[Collected data entries]
-- -- --

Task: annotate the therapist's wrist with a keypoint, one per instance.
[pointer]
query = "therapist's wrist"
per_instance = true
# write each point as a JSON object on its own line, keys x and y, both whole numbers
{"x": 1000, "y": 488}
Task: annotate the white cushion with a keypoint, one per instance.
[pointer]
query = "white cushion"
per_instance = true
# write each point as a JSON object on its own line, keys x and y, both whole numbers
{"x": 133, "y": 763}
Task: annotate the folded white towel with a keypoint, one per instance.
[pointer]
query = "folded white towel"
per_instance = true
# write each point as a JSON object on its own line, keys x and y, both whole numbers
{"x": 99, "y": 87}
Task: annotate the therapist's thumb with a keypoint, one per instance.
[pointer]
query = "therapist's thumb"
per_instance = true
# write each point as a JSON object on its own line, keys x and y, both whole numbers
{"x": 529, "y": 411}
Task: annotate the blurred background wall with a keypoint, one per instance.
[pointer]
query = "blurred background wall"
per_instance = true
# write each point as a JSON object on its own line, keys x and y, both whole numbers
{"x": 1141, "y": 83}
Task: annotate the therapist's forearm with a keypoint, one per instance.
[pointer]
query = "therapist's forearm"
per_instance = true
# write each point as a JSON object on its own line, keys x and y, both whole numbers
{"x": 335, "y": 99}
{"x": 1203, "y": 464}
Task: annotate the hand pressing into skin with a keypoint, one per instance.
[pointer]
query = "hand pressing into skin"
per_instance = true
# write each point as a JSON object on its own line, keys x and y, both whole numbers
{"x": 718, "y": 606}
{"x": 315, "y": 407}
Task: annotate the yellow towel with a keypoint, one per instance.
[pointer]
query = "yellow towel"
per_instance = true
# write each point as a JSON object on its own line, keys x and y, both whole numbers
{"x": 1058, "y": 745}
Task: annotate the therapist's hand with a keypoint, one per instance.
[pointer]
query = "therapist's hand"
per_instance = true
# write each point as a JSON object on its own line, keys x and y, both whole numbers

-- -- --

| AIM |
Copy the data above line for line, changing nothing.

| OUTPUT FOR THIS EXERCISE |
Task: annotate the therapist's wrist with a keypoint, one per instance.
[pointer]
query = "therapist's wrist"
per_instance = true
# write each point as a JSON object on its own line, keys x and y, both whole numbers
{"x": 1000, "y": 488}
Task: annotate the white cushion with a keypoint, one per instance.
[pointer]
query = "white cushion"
per_instance = true
# write each point as a JSON object on its own line, keys x and y, both whole numbers
{"x": 133, "y": 763}
Task: annotate the folded white towel with a keypoint, one per instance.
[pointer]
query = "folded white towel"
per_instance = true
# write each point as a JSON object on its own line, keys x and y, both whole numbers
{"x": 99, "y": 87}
Task: annotate the therapist's thumb with a keypoint, one per instance.
[pointer]
query = "therapist's thumb"
per_instance = true
# write each point as a JSON object on its own line, keys x and y, both whole numbers
{"x": 529, "y": 411}
Task: annotate the blurred background wall with a keypoint, one per instance.
[pointer]
query = "blurred background wall"
per_instance = true
# write each point as a JSON object on its own line, keys x and y, both whole numbers
{"x": 1141, "y": 83}
Task: annotate the therapist's forearm with a keypoint, one per instance.
[pointer]
query = "therapist's forearm"
per_instance = true
# write each point as a JSON object on its own line, keys x and y, both whole numbers
{"x": 335, "y": 99}
{"x": 1203, "y": 464}
Task: annotate the hand pressing into skin with a keypoint, one per instance.
[pointer]
query = "hand pressing into skin"
per_instance = true
# write each point as a JSON object on its own line, keys x and y, both whole numbers
{"x": 718, "y": 606}
{"x": 315, "y": 407}
Task: annotate the yellow towel with a keypoint, one per instance.
[pointer]
query = "yellow towel"
per_instance = true
# write each point as a JSON object on its own line, keys x and y, both whole numbers
{"x": 1058, "y": 745}
Task: annotate the therapist's hand with a keypoint, one per instance.
[pointer]
query = "therapist's hand"
per_instance = true
# write each point as a JSON object on its own line, keys x and y, both whole numbers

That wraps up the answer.